*What is asked:*
**A)** In the article about Chinese drones, what share of the world's drone users does DJI supply?
**B)** Go on with the article about Chinese drones, picking up after its last sentence.

Analysis

There’s No Substitute for Chinese Drones (and That’s a Problem)

Grounding DJI products is already causing severe issues.

By , an expert on unmanned aerial vehicles, technology in humanitarian aid, remote sensing, spatial data, and data policy and ethics.
A DJI Mavic Air drone hovers in front of the sun.
A DJI Mavic Air drone hovers in front of the sun.
A DJI Mavic Air drone hovers in front of the sun. Nicolas Economou/NurPhoto via Getty Images

Whenever you hear the tell-tale whining buzz of a drone, anywhere in the world, you’re probably hearing a sound made in China.

Whenever you hear the tell-tale whining buzz of a drone, anywhere in the world, you’re probably hearing a sound made in China.

Back in 2006, Chinese technology company DJI created the very first cheap, off-the shelf drones that even poorly coordinated amateurs could use to shoot stunning video and create high-quality maps. Fast forward to today, and DJI has become the overwhelming market leader in a civilian drone industry that largely exists thanks to its work, supplying more than 70 percent of the planet’s drone users with vast quantities of high-quality, dirt-cheap, and elegantly designed little flying robots. And it’s not just DJI: China has become the global hub of the consumer drone industry, home to both DJI’s most successful competitors and the factories that make most of the electronic parts that around the world, from the United States to Ukraine, depend on.

*Data lines:*
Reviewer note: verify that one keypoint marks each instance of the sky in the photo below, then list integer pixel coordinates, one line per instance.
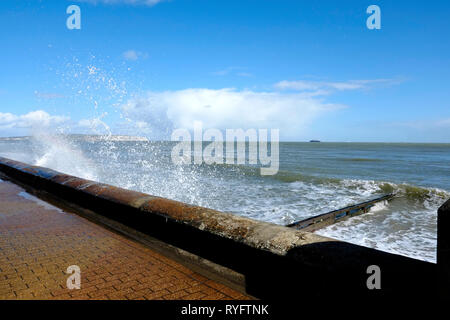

*Expected answers:*
**A)** More than 70 percent.

**B)**
Now, a host of U.S. federal and state lawmakers, warning of Chinese interference, are introducing legislation cracking down on the DJI aircraft used by an overwhelming majority of U.S. government drone programs. And American drone pilots in fields ranging from search and rescue to agriculture to scientific research, painfully aware that they lack good or affordable alternatives to Chinese products, are getting nervous.

Take it from Dave Merrick, the director of the Emergency Management and Homeland Security Program and the Center for Disaster Risk Policy at Florida State University, who has spent years training hundreds of students to use drones to make maps during disasters. Merrick’s drone-mapping team constantly deploys to assist disaster responders, from documenting the extent of Hurricane Irma’s destruction to creating 3D maps of the effects of the collapse of the Surfside condominium building.

But today, Merrick’s Chinese drone-heavy fleet is mostly grounded, thanks to recent action by the administration of Florida Gov. Ron DeSantis, and the state-approved drones he’s managed to purchase simply aren’t as good. “We’re hamstringing public safety to appease some amorphous concerns about Chinese spying,” Merrick said. “We’re already seeing smaller state agencies, and fiscally constrained counties, walking away from [drones] altogether. They can’t afford to purchase anything legal.”

And he’s worried about the future as yet another hurricane season rolls into Florida. “I’m not looking forward to using non-DJI quadcopters in the next event,” Merrick said. “Everything is going to take longer and cost more.”


Attendees are reflected in a large screen display of the pilot's user interface from a multi-gas detector aboard a DJI Matrice 210 drone, during demonstration at the Los Angeles Fire Department on Sept. 23, 2019.
Attendees are reflected in a large screen display of the pilot's user interface from a multi-gas detector aboard a DJI Matrice 210 drone, during demonstration at the Los Angeles Fire Department on Sept. 23, 2019.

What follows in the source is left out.